[Saved entries]
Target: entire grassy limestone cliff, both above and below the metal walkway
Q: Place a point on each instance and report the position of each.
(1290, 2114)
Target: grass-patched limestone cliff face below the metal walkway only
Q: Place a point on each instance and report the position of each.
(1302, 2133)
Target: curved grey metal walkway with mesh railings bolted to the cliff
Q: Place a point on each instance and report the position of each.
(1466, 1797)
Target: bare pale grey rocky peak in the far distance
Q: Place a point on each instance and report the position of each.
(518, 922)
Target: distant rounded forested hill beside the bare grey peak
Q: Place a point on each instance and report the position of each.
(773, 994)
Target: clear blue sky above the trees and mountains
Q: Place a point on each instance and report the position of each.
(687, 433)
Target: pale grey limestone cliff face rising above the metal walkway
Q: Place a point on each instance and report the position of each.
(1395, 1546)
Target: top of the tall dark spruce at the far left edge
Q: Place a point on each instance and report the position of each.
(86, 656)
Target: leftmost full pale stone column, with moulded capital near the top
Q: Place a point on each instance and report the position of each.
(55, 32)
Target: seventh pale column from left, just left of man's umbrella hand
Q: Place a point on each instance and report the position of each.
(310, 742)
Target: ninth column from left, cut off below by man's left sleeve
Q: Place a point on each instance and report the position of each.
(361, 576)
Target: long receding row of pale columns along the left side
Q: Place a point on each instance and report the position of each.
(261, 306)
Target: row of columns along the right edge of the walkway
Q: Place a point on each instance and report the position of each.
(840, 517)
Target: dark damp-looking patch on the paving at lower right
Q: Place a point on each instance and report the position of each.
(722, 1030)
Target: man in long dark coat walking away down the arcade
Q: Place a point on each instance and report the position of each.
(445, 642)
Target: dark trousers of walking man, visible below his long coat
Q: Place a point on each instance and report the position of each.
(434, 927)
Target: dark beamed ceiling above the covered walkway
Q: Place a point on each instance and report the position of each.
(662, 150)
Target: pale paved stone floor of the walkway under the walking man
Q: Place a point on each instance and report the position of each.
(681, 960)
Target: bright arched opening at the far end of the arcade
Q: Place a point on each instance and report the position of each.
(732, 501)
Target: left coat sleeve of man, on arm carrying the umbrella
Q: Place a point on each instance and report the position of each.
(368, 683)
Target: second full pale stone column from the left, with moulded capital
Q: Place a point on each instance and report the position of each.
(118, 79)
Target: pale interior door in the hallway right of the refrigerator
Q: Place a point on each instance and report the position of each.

*WHAT YOU WILL DO*
Starting at the first line of the records above, please copy each line exactly until you reach the line containing "Target: grass-patched limestone". Include that line and stop there.

*RESPONSE TO THIS TASK*
Target: entire grassy limestone cliff, both above and below the metal walkway
Q: Place a point on each instance and report the position of each.
(1290, 2114)
Target: grass-patched limestone cliff face below the metal walkway only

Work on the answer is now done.